2. Level of the Dancers

Levels are a hotly contested debate in the dance competition world.

In the early days of dance competitions (the late 1970s through the mid-90s), all dancers competed against each other, without regard to their level.

That usually meant that there were only three awards given out in each age division and style – first, second, and third place in Junior Jazz Solo, for example.

Even if there were 100 participants in the Junior Jazz Solo category, only three awards were given and maybe an honorable mention or two.

Everyone else went home with a critique tape (or simply a written critique) and the drive to work harder next time.

Fast forward to the late 90s, dance competitions in the United States began to add levels to their events.

This meant that dance studios could place their more novice or beginner-level dancers in a lower tier to compete against other dancers who trained similarly.

Dancers who trained extensively could stay at the top level of competition and compete against other dancers, so more people had a chance to place.

These days, most dance competitions have between two and five levels.

It is up to the dance teacher or studio owner to place their dancers at the correct level at each event.

The criteria for levels range from how many hours a dancer trains, to how many years they’ve been dancing, to what skills are in the routine.

3. Technique

A dancer’s technique is always given a majority of the score at a competition.

Technique refers to the skillful and efficient way of carrying out a task, and in this case, the task is the dance steps for each style.

Just like in any context, there is a proper way to execute a skill, and when presenting a routine to be judged at a dance competition, the most important piece of a routine is often its technique.

4. Performance Quality

Nearly equal in importance as technique, a dancer’s performance quality is given a majority of the score as well. Performance quality refers to the execution of the choreography – is it entertaining? Does the dancer have the right energy for the piece? Are they engaging to watch? An audience should be captivated by a dancer’s performance.

5. Choreography

Choreography also plays into the score at a dance competition, although this is also contested in the dance world.

Good choreography includes a clear story or idea, interesting physical levels, transitions, age-appropriate movement and content, and an unique point of view.

Some will say it’s unfair to judge a dancer on choreography, because most of the time at a dance competition, the choreography is out of the dancer’s control.

But, poor choreography can often trump the very best technique, so many competitions will include it on the scoring rubric so that dancers and teachers can understand exactly why a dance scored a certain way.

6. Presentation

Presentation is often given a smaller percentage of the score but is always included in some form on a scoring rubric.

As a judge and an educator, one of my favorite things to say is, “You can’t control so many things about a dance competition, but you can always control how you present yourself.”

Presentation includes costuming, hair and makeup, and how you walk on and off stage, among other things.

## [Data shown]

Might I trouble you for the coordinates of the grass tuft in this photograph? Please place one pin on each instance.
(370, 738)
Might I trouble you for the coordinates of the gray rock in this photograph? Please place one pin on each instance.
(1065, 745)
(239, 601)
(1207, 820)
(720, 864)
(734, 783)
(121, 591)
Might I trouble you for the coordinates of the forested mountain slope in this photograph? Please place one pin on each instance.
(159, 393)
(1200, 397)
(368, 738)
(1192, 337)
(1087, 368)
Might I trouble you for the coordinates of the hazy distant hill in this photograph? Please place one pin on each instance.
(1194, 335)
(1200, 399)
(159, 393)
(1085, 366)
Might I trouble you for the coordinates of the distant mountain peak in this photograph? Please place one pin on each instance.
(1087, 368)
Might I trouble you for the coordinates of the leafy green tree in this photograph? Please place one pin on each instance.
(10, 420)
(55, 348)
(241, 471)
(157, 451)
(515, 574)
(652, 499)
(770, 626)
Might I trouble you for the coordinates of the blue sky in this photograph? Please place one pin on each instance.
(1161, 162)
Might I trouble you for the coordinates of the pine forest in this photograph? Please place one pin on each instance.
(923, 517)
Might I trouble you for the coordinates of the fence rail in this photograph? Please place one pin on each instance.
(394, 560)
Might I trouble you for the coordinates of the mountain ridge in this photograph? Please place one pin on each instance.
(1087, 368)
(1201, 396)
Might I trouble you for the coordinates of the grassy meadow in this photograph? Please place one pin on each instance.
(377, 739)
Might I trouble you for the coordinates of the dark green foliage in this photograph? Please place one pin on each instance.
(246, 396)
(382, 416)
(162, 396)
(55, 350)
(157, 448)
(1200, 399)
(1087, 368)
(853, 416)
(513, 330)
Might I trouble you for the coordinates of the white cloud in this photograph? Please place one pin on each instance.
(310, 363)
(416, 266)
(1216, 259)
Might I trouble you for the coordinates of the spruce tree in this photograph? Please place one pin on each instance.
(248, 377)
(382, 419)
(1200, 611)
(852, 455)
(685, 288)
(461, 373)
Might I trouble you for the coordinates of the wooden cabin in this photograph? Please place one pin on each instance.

## [Written exercise]
Reproduce the dance competition text from "5. Choreography" to "the dancer’s control.". The rows were taken from a separate source.

## [Right answer]
5. Choreography

Choreography also plays into the score at a dance competition, although this is also contested in the dance world.

Good choreography includes a clear story or idea, interesting physical levels, transitions, age-appropriate movement and content, and an unique point of view.

Some will say it’s unfair to judge a dancer on choreography, because most of the time at a dance competition, the choreography is out of the dancer’s control.